**Task requirements:** The finished copy should hold every entry exactly as given, and no pictures.

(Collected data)

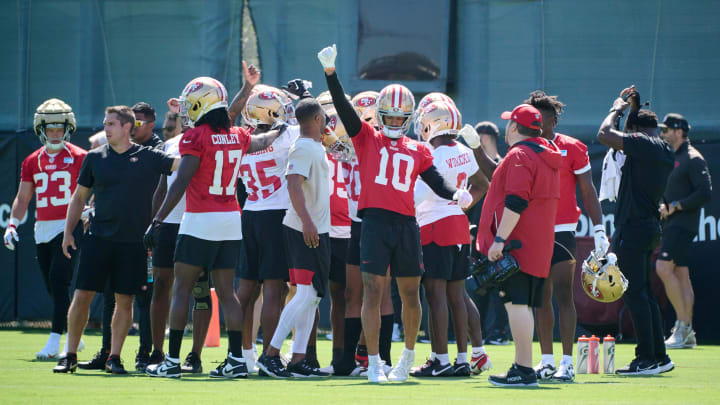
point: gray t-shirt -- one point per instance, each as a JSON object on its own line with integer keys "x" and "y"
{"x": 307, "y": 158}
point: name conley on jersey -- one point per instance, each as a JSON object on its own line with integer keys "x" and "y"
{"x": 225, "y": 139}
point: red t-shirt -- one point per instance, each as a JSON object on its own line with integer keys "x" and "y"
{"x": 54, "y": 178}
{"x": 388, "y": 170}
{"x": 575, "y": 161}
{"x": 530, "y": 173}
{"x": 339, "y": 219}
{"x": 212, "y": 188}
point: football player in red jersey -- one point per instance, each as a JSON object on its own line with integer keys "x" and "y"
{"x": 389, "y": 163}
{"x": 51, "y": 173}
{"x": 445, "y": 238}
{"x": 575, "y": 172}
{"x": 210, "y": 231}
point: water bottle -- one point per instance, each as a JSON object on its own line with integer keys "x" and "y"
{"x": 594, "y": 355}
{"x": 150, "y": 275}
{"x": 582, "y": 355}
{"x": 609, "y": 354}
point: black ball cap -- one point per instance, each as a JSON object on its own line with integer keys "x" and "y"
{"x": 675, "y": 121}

**Exercise result:**
point: gray t-shirt -- one point per instance, each as a JSON object on its own line with integer keys "x" and "y"
{"x": 307, "y": 158}
point: name conley on jersey -- one point per instance, each as a JSON object on its own line with integer keys "x" and "y"
{"x": 225, "y": 139}
point: red t-shirt -- one point per instance, each as a JSON object on its own line with integer keys "x" and "y"
{"x": 54, "y": 178}
{"x": 388, "y": 170}
{"x": 575, "y": 161}
{"x": 530, "y": 173}
{"x": 339, "y": 219}
{"x": 212, "y": 188}
point: football player in red jersey -- one point per instance, each as a JSON object on its own line with integer keys "x" and "y"
{"x": 389, "y": 163}
{"x": 51, "y": 173}
{"x": 445, "y": 238}
{"x": 575, "y": 172}
{"x": 210, "y": 231}
point: water bottle -- one point per instance, each as a JSON object on its own line with integer keys "x" and "y"
{"x": 594, "y": 355}
{"x": 150, "y": 275}
{"x": 582, "y": 355}
{"x": 609, "y": 354}
point: black ball cap -- one point per instance, each as a JSON object on its own line with integer keys "x" and "y"
{"x": 675, "y": 121}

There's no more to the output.